**What you need to do**
a) Reproduce the passage on DeSantis starting with "But his attacks" and going on through "Trump could not.", switching "sharper" to "fiercer".
b) For each statement, say yes or no according to the passage on DeSantis, and quote the deciding words: (i) DeSantis is expected to file paperwork making his bid official around Wednesday or Thursday. (ii) DeSantis spoke at a Heritage Foundation event in May. (iii) A Washington Post reporter listened to the call with donors.

— Start Passage given —

Florida Gov. Ron DeSantis (R) appears, finally, to be ready to enter the presidential race.
DeSantis, who has long been seen as the most serious rival to former President Trump for the GOP nomination, has been running a quasi-campaign for months, backed up by a big-spending super PAC.
But now multiple media reports suggest the Florida governor will enter the race next week.
He is expected to file paperwork making a bid official around Wednesday or Thursday — the days when he has scheduled a gathering of campaign donors in Miami.
Here are the major questions facing DeSantis as he moves toward that declaration.
How aggressively will he attack Trump?
Trump has been blasting away at DeSantis, referring to him variously as “DeSanctus” and “DeSanctimonious,” contending the Florida governor needs a “personality transplant” and asserting he is “dropping like a rock in the polls.”
Those attacks have coincided with a period when Trump has indeed expanded his polling lead over the Florida governor.
DeSantis is confronted with a conundrum many Trump rivals have faced, going back to the 2016 campaign: How hard should he hit back?
For the most part, DeSantis has avoided frontal attacks, instead obliquely drawing a contrast with the soap-opera dramatics that tend to surround Team Trump.
Speaking at a Heritage Foundation event in April, for example, DeSantis said his administration in Florida had been able to avoid getting “consumed in petty controversy or drama or palace intrigue.”
But his attacks have grown sharper of late.
Recently, he affirmed his commitment to the six-week abortion ban he signed in Florida and complained Trump “won’t answer whether he would sign it or not.”
News also leaked this week of a call with donors on which DeSantis contended he could beat President Biden whereas Trump could not.
A New York Times reporter listened to the call and said DeSantis remarked only President Biden, Trump and himself were “credible” candidates to win the presidency in 2024.
“I think of those three, two have a chance to get elected president — Biden and me, based on all the data in the swing states, which is not great for the former president and probably insurmountable because people aren’t going to change their view of him,” DeSantis said, according to the Times.
Once the campaign gets underway in earnest, the key question will be how far DeSantis goes in ramping up those attacks — or whether he is reluctant to alienate the former president’s supporters.

— End Passage given —
— Start Dataset records —

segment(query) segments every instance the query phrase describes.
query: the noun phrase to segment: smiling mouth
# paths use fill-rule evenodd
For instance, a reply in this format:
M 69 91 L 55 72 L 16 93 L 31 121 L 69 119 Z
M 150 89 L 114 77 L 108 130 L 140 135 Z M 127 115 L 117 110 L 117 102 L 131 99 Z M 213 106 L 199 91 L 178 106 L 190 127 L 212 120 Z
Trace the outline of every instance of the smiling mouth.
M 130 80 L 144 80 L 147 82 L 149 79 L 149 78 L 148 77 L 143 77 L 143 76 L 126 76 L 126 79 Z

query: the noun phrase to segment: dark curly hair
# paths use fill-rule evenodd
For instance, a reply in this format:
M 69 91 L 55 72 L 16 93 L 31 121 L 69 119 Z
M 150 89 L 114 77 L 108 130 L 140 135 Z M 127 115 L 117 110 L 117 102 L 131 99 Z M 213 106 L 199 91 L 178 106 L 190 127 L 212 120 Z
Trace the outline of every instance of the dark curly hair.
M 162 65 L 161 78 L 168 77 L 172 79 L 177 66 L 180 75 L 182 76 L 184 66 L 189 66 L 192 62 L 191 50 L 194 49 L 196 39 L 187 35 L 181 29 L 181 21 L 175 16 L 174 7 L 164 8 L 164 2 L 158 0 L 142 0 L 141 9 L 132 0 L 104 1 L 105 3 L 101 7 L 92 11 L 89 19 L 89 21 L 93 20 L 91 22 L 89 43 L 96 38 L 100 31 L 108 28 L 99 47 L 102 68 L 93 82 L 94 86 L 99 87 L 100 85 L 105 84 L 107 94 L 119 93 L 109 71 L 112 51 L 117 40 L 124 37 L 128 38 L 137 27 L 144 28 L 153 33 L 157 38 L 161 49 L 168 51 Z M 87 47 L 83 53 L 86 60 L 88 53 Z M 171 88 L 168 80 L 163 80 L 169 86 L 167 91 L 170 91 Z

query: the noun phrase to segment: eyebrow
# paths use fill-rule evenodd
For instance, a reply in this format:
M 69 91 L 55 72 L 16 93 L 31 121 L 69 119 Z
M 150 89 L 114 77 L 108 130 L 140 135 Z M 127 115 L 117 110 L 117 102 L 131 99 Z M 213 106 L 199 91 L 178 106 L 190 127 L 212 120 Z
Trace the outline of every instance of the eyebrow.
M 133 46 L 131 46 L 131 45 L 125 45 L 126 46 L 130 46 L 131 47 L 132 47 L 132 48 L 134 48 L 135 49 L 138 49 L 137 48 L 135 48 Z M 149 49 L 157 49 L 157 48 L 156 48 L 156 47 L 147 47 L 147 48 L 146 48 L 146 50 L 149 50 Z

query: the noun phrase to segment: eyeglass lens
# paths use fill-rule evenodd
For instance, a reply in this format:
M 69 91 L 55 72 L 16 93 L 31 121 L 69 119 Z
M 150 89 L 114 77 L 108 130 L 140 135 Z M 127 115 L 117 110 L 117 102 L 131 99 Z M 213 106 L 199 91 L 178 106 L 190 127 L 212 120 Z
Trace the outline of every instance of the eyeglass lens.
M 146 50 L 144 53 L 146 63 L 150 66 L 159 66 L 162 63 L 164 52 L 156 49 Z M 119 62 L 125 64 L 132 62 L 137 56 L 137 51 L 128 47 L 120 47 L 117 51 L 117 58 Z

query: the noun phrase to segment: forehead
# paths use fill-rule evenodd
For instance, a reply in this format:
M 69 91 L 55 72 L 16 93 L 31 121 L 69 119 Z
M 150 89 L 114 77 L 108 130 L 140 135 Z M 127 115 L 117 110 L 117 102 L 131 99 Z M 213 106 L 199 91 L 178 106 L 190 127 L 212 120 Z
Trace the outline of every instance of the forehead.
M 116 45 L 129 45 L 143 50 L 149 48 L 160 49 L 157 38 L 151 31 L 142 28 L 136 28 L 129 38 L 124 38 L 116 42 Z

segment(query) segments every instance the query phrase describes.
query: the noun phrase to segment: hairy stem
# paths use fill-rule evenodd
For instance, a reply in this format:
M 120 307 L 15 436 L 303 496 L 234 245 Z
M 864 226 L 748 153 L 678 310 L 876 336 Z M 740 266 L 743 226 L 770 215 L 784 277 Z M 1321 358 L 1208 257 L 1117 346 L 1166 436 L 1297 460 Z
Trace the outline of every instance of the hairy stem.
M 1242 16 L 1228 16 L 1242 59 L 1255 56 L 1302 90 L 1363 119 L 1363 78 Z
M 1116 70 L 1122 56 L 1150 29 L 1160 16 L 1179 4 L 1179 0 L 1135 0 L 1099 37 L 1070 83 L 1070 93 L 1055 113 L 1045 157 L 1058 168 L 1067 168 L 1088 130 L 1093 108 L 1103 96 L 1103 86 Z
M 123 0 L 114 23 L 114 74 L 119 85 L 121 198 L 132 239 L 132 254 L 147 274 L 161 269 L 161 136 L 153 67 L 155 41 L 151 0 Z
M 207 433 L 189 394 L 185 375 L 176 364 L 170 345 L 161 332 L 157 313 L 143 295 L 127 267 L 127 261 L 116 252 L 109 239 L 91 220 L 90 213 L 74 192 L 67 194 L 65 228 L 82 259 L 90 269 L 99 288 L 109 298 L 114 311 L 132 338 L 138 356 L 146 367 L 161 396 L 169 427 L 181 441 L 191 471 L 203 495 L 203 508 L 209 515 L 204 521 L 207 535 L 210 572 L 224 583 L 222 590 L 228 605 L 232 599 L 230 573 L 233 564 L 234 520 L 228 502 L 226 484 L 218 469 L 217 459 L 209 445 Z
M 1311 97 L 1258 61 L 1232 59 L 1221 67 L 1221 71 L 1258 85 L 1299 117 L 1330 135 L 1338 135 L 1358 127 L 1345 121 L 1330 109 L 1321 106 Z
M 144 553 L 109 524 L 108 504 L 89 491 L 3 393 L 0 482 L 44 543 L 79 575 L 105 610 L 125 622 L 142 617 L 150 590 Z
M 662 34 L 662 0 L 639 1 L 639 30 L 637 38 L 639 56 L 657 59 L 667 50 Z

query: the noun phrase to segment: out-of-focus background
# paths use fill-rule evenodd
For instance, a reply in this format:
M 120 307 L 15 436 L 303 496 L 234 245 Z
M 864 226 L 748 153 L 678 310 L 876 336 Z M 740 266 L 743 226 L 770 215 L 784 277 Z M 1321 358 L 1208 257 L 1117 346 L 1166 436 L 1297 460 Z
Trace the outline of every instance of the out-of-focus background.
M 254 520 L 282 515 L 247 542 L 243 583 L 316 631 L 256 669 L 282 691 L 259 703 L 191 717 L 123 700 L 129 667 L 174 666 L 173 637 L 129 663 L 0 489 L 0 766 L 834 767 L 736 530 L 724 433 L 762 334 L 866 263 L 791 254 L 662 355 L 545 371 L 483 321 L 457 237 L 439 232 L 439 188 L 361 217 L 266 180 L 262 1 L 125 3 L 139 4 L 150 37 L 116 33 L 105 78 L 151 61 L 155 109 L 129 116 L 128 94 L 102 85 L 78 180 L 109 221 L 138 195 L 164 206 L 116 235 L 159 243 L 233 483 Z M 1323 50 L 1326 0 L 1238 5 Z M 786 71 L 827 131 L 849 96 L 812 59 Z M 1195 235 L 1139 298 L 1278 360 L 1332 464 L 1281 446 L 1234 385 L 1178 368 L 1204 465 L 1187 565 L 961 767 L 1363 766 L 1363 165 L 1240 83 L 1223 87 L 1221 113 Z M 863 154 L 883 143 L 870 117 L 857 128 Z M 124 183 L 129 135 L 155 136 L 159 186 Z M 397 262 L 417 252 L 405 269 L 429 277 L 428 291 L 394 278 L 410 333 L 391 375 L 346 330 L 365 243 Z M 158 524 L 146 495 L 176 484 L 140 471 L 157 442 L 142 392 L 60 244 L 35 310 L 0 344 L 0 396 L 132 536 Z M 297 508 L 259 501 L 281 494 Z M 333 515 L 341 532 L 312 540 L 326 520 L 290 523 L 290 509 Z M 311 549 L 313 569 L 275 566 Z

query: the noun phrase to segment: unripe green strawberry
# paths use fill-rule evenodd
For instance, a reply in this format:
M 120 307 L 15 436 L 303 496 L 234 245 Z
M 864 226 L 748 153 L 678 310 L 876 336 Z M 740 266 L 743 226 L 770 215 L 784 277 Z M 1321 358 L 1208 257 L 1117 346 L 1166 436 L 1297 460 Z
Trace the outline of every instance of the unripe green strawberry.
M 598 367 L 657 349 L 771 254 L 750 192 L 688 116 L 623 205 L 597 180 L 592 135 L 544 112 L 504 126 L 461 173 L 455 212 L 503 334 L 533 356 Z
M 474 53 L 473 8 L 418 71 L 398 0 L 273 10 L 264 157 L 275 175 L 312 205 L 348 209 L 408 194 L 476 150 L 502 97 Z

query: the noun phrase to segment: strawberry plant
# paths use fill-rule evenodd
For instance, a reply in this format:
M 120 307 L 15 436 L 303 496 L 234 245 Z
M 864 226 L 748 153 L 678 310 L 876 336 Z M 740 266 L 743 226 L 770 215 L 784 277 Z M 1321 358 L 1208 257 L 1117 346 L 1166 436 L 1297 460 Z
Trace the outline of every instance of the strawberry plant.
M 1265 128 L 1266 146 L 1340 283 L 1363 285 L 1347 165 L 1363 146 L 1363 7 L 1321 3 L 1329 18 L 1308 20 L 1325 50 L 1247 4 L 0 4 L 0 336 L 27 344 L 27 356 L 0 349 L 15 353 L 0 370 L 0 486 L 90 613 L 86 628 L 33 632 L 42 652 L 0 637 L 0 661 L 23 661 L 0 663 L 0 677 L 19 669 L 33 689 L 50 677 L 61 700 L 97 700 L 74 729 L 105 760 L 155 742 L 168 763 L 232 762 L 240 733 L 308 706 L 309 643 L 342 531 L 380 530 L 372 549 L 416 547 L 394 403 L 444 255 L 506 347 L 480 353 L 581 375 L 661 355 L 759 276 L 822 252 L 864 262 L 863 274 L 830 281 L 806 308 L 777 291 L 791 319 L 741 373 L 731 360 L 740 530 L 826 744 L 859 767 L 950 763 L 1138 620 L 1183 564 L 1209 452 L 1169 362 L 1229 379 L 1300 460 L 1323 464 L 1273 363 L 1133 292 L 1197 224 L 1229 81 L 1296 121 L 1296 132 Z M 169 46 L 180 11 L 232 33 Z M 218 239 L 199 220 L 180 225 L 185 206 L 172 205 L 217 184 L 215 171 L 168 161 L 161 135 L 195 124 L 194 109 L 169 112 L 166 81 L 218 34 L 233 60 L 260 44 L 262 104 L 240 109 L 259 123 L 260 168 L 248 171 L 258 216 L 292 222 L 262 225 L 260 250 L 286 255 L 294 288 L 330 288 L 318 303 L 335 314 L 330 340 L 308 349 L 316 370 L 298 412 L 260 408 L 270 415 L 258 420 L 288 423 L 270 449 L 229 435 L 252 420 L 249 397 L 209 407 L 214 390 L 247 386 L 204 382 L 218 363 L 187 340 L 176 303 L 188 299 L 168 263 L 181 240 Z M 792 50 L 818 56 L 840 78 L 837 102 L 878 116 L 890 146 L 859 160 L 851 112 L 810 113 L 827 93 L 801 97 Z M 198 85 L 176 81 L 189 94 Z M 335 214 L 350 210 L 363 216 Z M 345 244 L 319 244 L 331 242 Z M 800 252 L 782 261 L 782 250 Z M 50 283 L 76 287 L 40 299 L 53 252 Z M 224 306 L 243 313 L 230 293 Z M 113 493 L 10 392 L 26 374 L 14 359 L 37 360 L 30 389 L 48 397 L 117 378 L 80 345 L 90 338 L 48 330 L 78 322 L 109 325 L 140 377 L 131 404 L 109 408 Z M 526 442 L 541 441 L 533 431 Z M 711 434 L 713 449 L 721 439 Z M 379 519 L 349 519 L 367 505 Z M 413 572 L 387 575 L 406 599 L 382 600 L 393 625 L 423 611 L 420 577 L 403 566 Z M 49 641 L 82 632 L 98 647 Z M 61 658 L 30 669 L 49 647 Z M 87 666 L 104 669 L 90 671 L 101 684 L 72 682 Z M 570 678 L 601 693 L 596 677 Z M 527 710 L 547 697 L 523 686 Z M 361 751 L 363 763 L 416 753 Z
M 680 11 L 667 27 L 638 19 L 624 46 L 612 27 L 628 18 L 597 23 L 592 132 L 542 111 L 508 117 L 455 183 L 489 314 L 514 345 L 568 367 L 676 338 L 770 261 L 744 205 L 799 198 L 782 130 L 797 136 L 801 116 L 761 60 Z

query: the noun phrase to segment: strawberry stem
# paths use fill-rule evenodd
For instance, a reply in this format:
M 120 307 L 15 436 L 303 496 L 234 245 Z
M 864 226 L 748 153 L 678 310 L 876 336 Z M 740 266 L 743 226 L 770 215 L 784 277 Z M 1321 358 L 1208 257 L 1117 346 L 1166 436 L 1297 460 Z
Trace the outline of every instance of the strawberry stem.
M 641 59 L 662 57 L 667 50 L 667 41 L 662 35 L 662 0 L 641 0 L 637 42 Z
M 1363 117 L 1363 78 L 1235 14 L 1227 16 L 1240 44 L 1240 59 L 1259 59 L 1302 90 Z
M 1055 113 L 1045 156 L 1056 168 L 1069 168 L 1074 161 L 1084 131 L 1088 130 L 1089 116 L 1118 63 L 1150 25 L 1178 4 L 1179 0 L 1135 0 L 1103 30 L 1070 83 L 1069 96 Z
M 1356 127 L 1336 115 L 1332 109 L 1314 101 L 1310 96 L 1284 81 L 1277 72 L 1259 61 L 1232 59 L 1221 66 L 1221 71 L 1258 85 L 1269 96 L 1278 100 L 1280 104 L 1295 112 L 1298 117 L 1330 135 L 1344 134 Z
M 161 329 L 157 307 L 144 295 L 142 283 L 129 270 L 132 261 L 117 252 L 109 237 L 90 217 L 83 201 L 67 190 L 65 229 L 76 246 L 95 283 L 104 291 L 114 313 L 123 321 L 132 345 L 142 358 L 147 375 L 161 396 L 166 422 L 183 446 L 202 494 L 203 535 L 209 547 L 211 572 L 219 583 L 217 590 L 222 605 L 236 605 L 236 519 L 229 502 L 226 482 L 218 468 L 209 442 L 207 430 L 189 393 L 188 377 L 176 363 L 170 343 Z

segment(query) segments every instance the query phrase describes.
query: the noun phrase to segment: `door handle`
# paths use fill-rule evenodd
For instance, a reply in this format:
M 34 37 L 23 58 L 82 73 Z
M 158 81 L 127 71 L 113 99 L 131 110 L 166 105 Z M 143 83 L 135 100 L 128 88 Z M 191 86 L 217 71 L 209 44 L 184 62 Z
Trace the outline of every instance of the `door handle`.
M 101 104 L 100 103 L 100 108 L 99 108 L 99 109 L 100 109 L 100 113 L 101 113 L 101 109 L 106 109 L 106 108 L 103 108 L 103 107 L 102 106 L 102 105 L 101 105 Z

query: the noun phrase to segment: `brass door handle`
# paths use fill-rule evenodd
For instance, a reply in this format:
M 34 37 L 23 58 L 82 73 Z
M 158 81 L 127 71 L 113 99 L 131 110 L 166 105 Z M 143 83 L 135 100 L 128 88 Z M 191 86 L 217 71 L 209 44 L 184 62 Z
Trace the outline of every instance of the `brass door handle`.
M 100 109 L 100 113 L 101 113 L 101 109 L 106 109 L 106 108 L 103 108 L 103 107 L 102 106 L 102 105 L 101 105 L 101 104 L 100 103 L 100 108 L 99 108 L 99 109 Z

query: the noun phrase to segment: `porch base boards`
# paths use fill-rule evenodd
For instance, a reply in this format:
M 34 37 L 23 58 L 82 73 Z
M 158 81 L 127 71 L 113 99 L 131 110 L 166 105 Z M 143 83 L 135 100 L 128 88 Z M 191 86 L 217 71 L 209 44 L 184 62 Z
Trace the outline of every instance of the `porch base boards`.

— End Dataset records —

**Answer set**
a)
But his attacks have grown fiercer of late.
Recently, he affirmed his commitment to the six-week abortion ban he signed in Florida and complained Trump “won’t answer whether he would sign it or not.”
News also leaked this week of a call with donors on which DeSantis contended he could beat President Biden whereas Trump could not.

b)
(i) Yes: "He is expected to file paperwork making a bid official around Wednesday or Thursday"
(ii) No: "Speaking at a Heritage Foundation event in April"
(iii) No: "A New York Times reporter listened to the call"